**PROBLEM TO WORK ON:**
Turn every line of the records below into a numbered list, and leave out any blank lines.

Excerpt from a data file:
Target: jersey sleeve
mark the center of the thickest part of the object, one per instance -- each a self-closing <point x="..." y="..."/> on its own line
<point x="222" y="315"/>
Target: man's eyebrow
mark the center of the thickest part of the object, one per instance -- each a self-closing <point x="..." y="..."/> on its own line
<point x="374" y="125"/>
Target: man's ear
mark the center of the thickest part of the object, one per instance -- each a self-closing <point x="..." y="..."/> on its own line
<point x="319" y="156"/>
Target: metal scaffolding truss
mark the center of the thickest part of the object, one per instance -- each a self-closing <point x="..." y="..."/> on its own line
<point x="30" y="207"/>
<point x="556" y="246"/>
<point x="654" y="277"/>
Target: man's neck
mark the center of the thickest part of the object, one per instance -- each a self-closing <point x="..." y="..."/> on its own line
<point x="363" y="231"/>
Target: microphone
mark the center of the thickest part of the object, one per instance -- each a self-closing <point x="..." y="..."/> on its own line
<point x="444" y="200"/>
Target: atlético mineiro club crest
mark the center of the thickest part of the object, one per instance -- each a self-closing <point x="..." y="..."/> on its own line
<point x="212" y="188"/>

**SOLUTION TO THIS EXERCISE:**
1. Target: jersey sleeve
2. mark the center of the thickest part of the object, one per instance -- each a self-closing <point x="..." y="..."/> on its own line
3. <point x="222" y="315"/>
4. Target: man's eyebrow
5. mark the center of the thickest part of the object, one per instance -- each a self-closing <point x="..." y="..."/> on its own line
6. <point x="374" y="125"/>
7. Target: man's ear
8. mark the center of the thickest part of the object, one per instance -- each a self-closing <point x="..." y="..."/> on its own line
9. <point x="319" y="156"/>
10. Target: metal scaffolding truss
11. mark the center of the thickest part of the object, one per instance -- each a self-closing <point x="..." y="..."/> on its own line
12. <point x="30" y="207"/>
13. <point x="556" y="246"/>
14. <point x="654" y="277"/>
15. Target: man's neck
16. mark the center of the thickest part of the object, one per instance -- each a self-closing <point x="..." y="..."/> on its own line
17. <point x="363" y="231"/>
18. Target: microphone
19. mark the center of the thickest part of the object, one per instance -- each a self-closing <point x="..." y="..."/> on its own line
20. <point x="444" y="200"/>
21. Target: atlético mineiro club crest
22. mark the center of the thickest part of the object, one per instance -- each a self-closing <point x="..." y="..."/> on its own line
23. <point x="212" y="188"/>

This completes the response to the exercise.